··· Supplied information
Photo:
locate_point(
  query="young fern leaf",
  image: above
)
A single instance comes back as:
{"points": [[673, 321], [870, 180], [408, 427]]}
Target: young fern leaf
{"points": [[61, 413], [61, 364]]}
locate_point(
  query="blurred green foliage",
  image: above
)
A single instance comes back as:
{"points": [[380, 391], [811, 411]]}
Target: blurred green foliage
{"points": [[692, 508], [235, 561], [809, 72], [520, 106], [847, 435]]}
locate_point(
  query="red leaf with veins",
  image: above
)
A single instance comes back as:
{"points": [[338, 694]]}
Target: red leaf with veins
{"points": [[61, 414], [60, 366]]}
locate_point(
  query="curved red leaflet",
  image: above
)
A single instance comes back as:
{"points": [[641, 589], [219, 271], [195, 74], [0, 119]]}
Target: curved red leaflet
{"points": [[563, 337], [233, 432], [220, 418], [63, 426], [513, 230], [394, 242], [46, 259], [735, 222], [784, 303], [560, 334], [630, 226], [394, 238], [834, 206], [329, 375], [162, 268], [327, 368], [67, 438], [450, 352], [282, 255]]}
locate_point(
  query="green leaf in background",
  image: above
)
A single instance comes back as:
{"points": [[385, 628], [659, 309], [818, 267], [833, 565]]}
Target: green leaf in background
······
··· Supplied information
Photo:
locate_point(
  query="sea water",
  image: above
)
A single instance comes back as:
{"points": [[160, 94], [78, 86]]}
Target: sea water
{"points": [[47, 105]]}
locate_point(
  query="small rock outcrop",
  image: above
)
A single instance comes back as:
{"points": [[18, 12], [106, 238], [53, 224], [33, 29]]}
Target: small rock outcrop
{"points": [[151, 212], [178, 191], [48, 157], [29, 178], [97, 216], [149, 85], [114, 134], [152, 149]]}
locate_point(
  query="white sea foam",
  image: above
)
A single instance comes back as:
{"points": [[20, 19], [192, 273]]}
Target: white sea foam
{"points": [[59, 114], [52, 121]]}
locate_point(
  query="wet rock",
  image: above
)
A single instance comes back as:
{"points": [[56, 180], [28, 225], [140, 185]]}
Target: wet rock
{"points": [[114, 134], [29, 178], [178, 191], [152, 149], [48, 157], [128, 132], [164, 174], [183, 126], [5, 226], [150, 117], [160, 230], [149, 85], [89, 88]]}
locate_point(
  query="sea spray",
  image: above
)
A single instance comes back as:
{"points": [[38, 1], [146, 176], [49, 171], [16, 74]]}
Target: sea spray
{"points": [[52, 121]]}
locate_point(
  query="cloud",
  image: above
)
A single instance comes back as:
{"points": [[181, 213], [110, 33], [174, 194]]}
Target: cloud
······
··· Supplied information
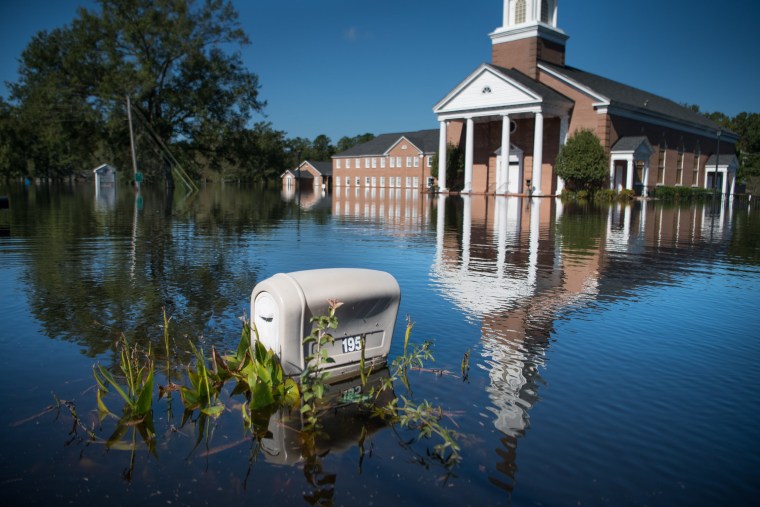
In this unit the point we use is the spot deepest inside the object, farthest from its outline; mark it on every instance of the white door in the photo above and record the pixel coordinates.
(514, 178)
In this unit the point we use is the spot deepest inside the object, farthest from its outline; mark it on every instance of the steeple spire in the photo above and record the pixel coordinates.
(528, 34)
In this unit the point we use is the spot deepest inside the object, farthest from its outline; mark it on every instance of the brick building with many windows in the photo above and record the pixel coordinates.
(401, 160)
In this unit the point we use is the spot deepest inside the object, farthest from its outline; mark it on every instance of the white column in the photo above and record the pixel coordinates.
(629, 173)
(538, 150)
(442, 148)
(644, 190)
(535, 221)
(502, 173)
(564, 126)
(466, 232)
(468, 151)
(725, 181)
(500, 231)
······
Task item – If a line of the entries holds the word "background", copy it out.

Reply –
  query="green leaf in background",
Target: green leaf in background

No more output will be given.